◆ Tarea breve ◆
Por favor, transcribe sin cambios el tramo del fragmento sobre el pop art que va desde "Y tampoco sería" hasta "estado de distracción.".

◆ Fragmento proporcionado ◆

··········

Y tampoco sería malo desde otro punto de vista, es decir, desde la construcción social de un actor colectivo que toda obra de arte pop entraña. Así, si uno experimenta el arte tradicional contemplándolo a distancia, en donde el receptor de ese tipo de arte experimenta un sentido renovado de su individualidad, la "experiencia del pop art es, en cambio, la del yo como ser social" (p. 67). Es decir, estamos en presencia de un arte cuya recepción es consumida por una colectividad en estado de distracción.
Por todo esto Waters nos habla en su artículo de cierta capacidad redentora y mesiánica que tendría el pop art: "El pop deja aparecer en nosotros un sentido de nuestros yoes como yoes sociales que no han determinado qué papeles interpretar. El pop, al resistir el ataque de nuestras mentes controladoras, nos libera de las fantasías de control total ... El arte nos libera del ser social institucionalizado y nos convierte en un ser desinstitucionalizado libre de nuevas combinaciones." (p. 70).
Si al artículo de Reynolds lo podríamos fácilmente relacionar con la escuela subculturalista inglesa, el de Waters encuadraría perfectamente en lo que se dio en llamar "cultural populism" dentro de la tradición de la escuela de Birmingham. De acuerdo a este "populismo cultural", habría que celebrar más que criticar los productos de la cultura comercial. Es lo que hace, por ejemplo, John Fiske en relación a Madonna, al sostener que la diva ofrecería a sus fans su propia versión de crítica ideológica feminista, al cuestionar "las oposiciones binarias como forma de conceptualizar a la mujer" (Fiske 1987, p. 275). Esta vertiente de la escuela de estudios culturales inglesas reconoce una deuda importante con los trabajos de Roland Barthes, quien, en sus últimos escritos, estaba convencido de que los textos marcadamente polisémicos son capaces de generar placeres particularmente intensos y liberadores. Una crítica importante que se le ha hecho a esta posición (y que bien le cabe al artículo de Waters) es que se olvida de fenómenos tales como la cooptación y la construcción de hegemonía via los productos culturales masivos. También a través de los productos culturales comerciales se ofrecen posiciones de sujeto que son funcionales a los intereses de los actores hegemónicos.

··········

◆ Datos ◆
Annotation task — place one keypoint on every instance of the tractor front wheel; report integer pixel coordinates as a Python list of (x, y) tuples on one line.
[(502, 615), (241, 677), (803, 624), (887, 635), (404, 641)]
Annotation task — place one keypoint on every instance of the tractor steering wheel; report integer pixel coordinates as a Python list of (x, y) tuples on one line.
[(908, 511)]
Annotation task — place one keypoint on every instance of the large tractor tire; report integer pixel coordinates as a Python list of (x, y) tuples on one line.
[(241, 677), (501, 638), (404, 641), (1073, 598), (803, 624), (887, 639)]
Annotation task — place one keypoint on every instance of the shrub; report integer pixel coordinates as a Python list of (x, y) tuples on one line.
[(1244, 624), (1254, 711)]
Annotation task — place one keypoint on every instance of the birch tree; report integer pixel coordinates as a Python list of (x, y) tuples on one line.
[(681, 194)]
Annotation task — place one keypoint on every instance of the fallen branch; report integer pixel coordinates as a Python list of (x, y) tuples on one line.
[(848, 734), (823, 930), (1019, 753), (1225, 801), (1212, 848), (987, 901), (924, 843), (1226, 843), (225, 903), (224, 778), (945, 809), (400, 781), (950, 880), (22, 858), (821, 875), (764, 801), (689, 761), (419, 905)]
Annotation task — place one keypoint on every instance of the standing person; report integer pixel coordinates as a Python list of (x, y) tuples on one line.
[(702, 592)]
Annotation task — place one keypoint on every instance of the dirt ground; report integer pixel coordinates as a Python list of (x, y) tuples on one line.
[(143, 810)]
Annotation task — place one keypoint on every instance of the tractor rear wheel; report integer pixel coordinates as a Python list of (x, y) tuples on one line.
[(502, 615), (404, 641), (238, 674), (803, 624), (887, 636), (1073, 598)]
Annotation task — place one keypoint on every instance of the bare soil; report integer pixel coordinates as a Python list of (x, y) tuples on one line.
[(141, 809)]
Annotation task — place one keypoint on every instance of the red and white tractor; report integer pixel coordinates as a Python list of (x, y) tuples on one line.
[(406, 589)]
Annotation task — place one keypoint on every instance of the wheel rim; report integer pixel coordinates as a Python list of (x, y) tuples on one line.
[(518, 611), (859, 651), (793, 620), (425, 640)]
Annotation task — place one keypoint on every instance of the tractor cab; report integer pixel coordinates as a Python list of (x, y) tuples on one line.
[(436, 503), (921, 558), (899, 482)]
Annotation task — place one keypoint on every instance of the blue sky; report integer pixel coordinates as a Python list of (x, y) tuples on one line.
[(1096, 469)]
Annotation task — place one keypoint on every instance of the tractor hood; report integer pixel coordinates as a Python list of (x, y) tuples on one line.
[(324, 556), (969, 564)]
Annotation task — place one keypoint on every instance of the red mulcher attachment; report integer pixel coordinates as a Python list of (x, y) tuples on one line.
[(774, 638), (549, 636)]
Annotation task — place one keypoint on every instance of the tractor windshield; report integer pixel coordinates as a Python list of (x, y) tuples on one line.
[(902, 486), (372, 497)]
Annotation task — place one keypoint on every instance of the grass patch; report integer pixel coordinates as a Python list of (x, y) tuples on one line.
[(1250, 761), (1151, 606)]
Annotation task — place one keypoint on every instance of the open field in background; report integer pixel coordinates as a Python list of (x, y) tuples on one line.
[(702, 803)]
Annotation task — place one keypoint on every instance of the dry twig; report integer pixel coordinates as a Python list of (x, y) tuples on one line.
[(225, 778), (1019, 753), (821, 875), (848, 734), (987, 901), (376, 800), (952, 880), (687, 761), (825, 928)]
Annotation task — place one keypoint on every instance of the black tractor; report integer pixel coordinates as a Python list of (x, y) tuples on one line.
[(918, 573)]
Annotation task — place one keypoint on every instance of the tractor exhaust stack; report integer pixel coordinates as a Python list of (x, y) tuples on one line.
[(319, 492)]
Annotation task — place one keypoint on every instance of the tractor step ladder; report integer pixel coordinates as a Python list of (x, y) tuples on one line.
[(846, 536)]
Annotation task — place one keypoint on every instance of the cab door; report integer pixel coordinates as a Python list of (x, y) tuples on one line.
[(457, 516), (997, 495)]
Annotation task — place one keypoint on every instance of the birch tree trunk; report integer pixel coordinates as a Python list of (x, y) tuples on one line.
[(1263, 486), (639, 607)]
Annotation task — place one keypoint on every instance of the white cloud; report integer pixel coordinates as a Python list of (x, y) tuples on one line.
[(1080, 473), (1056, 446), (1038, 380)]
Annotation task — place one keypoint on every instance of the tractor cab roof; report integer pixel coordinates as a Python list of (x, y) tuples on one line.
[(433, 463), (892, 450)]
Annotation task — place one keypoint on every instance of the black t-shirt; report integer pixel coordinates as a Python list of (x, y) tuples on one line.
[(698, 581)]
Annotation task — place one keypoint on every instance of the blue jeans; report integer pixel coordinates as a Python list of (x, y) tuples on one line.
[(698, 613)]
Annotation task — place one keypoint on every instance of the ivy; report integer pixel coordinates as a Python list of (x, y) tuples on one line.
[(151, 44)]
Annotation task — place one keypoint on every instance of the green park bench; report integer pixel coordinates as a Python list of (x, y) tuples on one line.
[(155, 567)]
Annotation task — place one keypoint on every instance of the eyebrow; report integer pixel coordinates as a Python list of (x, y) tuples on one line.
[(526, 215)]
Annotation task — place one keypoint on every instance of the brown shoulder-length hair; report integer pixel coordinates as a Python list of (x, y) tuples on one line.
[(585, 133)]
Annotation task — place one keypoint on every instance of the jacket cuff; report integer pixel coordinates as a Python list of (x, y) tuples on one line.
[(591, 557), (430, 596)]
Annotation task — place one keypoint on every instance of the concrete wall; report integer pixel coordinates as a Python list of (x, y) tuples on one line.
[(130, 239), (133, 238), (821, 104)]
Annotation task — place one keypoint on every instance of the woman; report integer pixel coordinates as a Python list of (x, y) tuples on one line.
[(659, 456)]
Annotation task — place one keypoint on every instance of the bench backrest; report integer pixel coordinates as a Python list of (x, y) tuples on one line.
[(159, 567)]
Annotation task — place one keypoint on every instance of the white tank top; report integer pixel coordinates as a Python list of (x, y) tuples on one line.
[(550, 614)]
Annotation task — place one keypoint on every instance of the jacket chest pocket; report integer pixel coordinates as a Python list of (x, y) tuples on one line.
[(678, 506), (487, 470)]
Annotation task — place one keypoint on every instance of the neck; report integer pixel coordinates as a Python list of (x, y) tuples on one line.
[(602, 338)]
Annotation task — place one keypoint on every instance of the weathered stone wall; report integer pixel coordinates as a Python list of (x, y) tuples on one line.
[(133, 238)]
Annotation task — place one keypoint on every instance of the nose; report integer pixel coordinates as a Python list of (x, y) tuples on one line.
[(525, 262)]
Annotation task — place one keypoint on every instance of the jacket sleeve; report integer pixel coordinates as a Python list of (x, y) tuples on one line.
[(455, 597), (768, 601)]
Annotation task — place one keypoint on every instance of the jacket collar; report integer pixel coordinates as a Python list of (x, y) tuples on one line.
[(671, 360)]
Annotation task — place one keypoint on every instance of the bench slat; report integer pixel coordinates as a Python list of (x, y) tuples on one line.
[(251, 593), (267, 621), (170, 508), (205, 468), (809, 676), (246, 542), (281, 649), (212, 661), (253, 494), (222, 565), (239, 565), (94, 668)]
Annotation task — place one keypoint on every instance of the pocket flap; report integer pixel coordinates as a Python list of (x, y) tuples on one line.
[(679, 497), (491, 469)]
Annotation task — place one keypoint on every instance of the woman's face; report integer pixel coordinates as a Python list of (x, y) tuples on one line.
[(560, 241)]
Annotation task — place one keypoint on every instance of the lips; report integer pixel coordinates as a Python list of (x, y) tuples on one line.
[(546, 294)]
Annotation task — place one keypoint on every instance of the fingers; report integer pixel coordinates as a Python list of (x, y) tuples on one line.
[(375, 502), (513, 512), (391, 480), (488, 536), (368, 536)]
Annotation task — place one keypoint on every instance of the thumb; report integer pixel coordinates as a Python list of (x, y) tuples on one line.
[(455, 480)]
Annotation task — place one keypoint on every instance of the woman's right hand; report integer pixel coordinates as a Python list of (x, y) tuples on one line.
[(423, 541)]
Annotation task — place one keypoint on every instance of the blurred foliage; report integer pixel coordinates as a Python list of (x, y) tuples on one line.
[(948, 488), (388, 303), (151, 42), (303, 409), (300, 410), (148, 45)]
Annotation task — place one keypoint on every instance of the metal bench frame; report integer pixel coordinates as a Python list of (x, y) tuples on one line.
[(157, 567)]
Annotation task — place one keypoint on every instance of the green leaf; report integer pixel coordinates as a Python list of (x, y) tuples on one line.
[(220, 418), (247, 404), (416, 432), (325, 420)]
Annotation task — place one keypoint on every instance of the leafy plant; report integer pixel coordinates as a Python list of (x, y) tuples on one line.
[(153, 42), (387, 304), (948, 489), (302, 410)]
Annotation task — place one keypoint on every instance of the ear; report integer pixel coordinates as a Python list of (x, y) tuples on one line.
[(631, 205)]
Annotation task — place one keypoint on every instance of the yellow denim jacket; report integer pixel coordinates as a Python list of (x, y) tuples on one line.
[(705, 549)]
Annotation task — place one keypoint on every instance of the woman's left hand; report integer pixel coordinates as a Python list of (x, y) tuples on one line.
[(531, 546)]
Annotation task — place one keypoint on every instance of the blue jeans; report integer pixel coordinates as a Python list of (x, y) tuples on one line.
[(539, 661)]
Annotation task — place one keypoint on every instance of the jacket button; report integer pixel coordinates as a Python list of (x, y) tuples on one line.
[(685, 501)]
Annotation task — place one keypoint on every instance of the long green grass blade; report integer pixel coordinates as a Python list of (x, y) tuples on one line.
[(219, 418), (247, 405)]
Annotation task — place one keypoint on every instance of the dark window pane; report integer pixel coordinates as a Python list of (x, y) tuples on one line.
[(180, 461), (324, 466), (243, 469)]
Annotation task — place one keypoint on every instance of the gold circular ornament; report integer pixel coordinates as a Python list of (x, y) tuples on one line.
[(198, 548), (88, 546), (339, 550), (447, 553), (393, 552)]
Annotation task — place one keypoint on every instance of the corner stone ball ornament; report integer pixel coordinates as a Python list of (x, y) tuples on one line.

··········

◆ Solución de la tarea ◆
Y tampoco sería malo desde otro punto de vista, es decir, desde la construcción social de un actor colectivo que toda obra de arte pop entraña. Así, si uno experimenta el arte tradicional contemplándolo a distancia, en donde el receptor de ese tipo de arte experimenta un sentido renovado de su individualidad, la "experiencia del pop art es, en cambio, la del yo como ser social" (p. 67). Es decir, estamos en presencia de un arte cuya recepción es consumida por una colectividad en estado de distracción.